* Task objective: Print verbatim the lines of the entries from the one containing "Target: cat's head" to the last, inclusive, and no others.

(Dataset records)
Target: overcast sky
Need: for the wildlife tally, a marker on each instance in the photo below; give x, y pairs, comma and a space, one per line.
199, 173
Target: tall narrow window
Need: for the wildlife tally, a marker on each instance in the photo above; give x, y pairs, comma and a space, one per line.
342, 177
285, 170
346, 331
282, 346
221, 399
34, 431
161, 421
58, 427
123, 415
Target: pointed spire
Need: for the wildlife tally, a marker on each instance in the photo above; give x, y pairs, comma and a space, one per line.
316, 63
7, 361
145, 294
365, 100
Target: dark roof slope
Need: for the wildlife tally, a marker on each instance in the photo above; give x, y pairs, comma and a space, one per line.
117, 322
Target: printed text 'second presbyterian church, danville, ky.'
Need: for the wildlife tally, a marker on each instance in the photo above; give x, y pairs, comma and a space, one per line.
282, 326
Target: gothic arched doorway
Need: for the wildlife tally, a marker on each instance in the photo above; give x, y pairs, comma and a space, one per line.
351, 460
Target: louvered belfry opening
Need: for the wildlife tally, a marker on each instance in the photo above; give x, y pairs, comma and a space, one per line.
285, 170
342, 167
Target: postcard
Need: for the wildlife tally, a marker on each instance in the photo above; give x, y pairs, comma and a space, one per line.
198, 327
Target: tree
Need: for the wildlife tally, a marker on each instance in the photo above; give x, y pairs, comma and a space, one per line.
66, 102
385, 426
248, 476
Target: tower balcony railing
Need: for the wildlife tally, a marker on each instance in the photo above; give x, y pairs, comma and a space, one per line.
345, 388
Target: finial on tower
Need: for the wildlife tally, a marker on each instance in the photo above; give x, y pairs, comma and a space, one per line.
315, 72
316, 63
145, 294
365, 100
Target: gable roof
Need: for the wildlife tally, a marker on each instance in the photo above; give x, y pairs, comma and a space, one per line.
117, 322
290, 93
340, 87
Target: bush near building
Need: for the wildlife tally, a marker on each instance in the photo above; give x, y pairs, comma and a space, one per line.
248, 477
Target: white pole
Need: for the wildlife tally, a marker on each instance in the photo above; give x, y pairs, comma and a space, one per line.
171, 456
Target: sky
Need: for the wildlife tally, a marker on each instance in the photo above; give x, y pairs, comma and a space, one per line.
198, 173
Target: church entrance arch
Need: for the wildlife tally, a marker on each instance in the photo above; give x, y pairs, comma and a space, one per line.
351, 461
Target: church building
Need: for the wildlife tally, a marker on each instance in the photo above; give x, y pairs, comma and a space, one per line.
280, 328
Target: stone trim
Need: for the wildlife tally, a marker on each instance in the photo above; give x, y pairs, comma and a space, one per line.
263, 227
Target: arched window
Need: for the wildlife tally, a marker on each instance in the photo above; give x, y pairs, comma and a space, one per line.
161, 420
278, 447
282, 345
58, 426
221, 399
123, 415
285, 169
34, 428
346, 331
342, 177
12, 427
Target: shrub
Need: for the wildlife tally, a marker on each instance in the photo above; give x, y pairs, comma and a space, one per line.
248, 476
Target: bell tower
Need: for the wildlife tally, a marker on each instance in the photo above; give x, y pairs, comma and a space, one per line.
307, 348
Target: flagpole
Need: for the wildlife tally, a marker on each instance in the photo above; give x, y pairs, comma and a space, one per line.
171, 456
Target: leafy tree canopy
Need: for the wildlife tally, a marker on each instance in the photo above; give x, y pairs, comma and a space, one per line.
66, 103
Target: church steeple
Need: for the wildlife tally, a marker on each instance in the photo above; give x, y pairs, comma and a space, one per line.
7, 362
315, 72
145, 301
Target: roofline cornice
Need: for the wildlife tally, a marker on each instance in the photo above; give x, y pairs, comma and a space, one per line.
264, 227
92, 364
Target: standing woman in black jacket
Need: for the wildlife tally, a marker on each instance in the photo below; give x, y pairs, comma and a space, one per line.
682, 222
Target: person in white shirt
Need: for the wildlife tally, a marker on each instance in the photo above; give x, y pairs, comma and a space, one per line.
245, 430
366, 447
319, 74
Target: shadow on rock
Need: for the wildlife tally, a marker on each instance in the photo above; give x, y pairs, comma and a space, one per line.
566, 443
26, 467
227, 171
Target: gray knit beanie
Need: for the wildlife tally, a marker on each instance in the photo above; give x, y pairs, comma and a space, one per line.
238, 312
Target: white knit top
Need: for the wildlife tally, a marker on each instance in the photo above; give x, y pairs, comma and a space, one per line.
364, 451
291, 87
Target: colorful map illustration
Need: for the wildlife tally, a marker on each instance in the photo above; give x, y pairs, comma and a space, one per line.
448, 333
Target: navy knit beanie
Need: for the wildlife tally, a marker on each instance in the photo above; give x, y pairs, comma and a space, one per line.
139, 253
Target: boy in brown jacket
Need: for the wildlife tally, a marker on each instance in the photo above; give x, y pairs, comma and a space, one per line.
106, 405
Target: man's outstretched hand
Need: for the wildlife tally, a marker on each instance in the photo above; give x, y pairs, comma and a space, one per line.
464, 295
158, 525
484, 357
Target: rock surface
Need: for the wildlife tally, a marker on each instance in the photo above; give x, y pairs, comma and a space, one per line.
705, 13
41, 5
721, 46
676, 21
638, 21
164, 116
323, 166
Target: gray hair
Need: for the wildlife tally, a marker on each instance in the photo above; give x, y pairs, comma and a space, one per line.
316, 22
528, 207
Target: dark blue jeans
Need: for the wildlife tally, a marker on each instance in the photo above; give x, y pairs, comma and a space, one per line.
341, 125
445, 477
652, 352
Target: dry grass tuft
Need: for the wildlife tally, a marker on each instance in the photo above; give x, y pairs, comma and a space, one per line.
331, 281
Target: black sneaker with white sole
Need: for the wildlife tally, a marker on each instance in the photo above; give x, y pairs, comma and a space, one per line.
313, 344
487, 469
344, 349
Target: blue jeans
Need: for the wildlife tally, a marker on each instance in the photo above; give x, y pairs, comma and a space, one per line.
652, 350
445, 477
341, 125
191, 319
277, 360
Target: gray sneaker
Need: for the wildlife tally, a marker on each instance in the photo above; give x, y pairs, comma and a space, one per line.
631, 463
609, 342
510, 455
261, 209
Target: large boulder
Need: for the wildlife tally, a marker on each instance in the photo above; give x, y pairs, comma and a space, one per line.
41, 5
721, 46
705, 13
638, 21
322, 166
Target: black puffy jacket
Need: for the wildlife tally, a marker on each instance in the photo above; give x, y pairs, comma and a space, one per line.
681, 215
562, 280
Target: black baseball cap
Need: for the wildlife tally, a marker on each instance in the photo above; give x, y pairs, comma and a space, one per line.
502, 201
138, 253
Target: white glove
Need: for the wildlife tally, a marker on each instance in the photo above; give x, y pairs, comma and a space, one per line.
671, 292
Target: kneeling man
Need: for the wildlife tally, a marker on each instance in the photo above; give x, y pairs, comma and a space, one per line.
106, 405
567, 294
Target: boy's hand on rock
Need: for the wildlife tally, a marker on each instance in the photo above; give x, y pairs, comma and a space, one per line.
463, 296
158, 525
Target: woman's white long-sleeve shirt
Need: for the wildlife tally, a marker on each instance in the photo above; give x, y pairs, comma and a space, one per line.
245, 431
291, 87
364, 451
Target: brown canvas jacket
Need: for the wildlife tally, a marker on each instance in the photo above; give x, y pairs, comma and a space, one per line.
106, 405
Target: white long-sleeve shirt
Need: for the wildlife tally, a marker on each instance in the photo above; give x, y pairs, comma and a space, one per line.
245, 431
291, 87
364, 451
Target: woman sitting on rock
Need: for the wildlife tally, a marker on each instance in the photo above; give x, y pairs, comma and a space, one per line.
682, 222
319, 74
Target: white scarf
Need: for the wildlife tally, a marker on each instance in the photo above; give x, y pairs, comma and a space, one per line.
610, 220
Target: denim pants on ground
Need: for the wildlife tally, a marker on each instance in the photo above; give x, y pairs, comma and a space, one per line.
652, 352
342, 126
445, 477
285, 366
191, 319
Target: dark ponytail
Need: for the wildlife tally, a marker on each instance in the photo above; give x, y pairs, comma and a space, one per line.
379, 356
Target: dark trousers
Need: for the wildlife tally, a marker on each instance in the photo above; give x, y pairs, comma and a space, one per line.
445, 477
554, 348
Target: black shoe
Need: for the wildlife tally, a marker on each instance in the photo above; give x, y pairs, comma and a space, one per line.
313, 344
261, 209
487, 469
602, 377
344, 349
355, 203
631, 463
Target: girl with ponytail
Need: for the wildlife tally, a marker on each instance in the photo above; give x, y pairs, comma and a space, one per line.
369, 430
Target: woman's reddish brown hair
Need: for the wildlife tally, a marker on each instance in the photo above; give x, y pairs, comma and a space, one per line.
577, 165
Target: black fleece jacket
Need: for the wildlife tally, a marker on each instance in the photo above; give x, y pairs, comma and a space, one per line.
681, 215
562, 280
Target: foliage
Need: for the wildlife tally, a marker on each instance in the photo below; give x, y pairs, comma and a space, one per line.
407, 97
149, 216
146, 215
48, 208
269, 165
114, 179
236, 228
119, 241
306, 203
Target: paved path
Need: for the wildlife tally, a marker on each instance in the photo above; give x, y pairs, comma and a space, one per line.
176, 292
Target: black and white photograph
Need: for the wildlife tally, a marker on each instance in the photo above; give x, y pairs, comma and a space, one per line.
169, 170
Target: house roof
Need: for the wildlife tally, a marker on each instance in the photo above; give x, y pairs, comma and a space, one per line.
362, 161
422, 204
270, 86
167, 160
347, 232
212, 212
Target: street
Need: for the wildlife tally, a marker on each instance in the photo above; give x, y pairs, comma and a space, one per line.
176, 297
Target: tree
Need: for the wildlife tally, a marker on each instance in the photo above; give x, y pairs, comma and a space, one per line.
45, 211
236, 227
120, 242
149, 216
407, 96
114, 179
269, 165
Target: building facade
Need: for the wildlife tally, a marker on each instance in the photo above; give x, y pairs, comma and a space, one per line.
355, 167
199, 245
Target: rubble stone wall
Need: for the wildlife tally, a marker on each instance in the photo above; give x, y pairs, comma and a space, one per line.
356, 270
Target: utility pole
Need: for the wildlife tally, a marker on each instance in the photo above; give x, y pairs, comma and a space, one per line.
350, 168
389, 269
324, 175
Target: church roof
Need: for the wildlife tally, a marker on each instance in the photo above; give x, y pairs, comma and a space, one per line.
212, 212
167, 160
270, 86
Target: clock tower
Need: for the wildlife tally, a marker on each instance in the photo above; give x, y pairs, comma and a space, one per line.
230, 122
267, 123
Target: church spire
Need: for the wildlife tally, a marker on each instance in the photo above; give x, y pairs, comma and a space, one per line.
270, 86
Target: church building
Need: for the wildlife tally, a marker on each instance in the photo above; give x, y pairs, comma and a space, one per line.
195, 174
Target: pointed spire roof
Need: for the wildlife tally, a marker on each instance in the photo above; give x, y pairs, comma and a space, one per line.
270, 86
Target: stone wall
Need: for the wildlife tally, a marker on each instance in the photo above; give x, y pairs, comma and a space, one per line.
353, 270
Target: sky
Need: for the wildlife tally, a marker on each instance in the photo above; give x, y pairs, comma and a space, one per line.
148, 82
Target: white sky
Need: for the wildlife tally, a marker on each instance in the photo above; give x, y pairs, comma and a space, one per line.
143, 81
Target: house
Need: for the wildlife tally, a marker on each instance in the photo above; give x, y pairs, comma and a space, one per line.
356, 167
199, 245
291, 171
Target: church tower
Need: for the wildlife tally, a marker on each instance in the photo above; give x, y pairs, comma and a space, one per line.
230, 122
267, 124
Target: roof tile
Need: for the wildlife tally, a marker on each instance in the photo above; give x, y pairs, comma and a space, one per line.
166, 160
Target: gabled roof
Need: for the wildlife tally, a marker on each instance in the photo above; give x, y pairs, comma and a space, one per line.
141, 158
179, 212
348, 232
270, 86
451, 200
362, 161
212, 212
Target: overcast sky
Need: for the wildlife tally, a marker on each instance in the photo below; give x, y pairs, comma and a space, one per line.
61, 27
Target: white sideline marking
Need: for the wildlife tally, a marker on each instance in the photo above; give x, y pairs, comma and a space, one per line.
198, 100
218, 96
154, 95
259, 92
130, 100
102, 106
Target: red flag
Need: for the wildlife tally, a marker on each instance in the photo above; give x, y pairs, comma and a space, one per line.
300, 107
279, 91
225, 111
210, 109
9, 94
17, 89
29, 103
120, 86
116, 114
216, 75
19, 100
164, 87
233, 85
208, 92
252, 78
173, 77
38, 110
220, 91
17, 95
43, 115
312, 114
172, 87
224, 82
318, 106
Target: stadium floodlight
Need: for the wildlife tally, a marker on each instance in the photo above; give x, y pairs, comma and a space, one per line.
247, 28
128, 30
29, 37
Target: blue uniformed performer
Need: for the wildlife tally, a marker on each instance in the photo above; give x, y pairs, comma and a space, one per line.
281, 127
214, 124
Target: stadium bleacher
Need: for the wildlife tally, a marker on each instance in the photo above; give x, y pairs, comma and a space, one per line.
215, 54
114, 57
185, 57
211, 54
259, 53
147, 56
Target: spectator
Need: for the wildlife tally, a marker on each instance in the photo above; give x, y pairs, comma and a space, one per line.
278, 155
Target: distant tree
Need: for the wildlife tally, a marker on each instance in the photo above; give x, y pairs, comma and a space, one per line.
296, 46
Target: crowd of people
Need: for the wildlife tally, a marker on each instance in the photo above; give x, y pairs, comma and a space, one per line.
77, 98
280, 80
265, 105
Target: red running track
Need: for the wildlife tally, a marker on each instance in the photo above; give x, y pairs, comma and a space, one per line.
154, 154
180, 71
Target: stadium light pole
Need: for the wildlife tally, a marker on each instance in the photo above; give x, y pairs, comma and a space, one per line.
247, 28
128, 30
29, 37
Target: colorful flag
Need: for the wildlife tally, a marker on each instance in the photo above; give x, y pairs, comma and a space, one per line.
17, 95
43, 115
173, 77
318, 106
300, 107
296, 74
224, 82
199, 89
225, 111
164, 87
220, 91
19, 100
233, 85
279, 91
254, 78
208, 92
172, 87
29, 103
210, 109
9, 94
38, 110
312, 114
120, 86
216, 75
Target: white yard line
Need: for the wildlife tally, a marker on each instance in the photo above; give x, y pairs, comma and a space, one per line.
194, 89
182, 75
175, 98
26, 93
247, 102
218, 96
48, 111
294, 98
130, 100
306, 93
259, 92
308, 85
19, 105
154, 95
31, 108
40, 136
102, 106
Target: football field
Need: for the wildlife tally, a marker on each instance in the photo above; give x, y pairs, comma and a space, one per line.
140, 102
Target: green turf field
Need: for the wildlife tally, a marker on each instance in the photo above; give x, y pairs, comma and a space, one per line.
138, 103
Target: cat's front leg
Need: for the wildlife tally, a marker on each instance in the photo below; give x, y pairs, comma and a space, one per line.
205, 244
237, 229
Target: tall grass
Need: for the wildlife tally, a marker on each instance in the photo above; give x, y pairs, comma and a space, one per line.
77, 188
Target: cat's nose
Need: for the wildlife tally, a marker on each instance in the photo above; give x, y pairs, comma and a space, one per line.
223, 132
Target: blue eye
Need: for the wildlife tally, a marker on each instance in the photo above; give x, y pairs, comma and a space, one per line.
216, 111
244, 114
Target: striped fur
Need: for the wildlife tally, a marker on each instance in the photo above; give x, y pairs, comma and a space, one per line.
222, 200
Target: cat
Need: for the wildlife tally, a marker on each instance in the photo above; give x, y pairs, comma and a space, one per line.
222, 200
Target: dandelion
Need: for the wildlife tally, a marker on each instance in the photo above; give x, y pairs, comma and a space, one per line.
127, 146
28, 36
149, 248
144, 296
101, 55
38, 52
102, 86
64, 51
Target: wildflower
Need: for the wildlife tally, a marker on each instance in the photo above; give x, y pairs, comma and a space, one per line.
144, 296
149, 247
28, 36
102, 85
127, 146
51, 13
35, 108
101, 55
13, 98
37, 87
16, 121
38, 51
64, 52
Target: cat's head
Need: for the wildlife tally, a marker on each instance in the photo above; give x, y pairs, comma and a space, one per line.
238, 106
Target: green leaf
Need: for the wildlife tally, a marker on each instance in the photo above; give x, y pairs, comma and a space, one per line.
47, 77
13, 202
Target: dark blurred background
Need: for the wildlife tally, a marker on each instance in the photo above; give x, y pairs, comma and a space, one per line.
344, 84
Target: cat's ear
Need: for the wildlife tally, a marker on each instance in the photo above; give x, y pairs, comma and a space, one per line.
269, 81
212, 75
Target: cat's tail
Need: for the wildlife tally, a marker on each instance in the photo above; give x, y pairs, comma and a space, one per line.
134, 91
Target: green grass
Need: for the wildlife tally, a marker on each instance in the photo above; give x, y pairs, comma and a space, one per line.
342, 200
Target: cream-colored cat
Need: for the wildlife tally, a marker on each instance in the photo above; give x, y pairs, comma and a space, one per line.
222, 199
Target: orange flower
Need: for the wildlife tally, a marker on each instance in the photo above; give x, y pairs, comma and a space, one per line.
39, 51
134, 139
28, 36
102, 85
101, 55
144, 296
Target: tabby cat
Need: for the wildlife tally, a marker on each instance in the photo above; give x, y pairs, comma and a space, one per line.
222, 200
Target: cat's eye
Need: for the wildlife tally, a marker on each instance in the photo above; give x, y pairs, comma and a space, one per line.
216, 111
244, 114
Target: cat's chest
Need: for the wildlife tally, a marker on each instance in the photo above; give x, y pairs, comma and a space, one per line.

* Task result:
Target: cat's head
Need: for the wildlife tally, a marker on each instance in the photo above; give x, y pairs, comma and a space, one per line.
238, 106
Target: green leaf
Need: for the wildlife tally, a marker on each instance in the photo above; give x, y pairs, comma and a space, one per line.
47, 77
13, 202
Target: dark blurred background
Need: for the wildlife tally, a marker on each instance in the photo above; give x, y pairs, comma and a space, one per line.
344, 84
Target: cat's ear
Need: for the wildlife tally, a marker on each instance in the photo above; give x, y pairs, comma and a space, one per line.
269, 81
212, 75
Target: cat's tail
Need: for the wildlife tally, a marker on each instance in the photo above; give x, y pairs, comma and a space, one per line.
134, 91
Target: green grass
Need: for the wildlife tally, a marker on each instance in the photo above; give x, y pairs, comma and a space, one per line.
342, 200
Target: cream-colored cat
Need: for the wildlife tally, a marker on each instance in the photo above; give x, y pairs, comma and a space, one per line.
222, 199
Target: orange flower
Need: for the wildlife tally, a marker on each instance in the photo above; give x, y pairs, comma and a space, one per line.
39, 51
134, 139
28, 36
102, 85
101, 55
144, 296
Target: tabby cat
Need: for the wildlife tally, a marker on each instance in the photo above; give x, y pairs, comma and a space, one per line.
222, 200
Target: cat's eye
Need: for the wildlife tally, a marker on each instance in the photo above; give x, y pairs, comma and a space, one per line.
216, 111
244, 114
Target: cat's chest
Need: for the wildlife tally, a marker on each instance in the photo above; give x, y pairs, comma and a space, one per line.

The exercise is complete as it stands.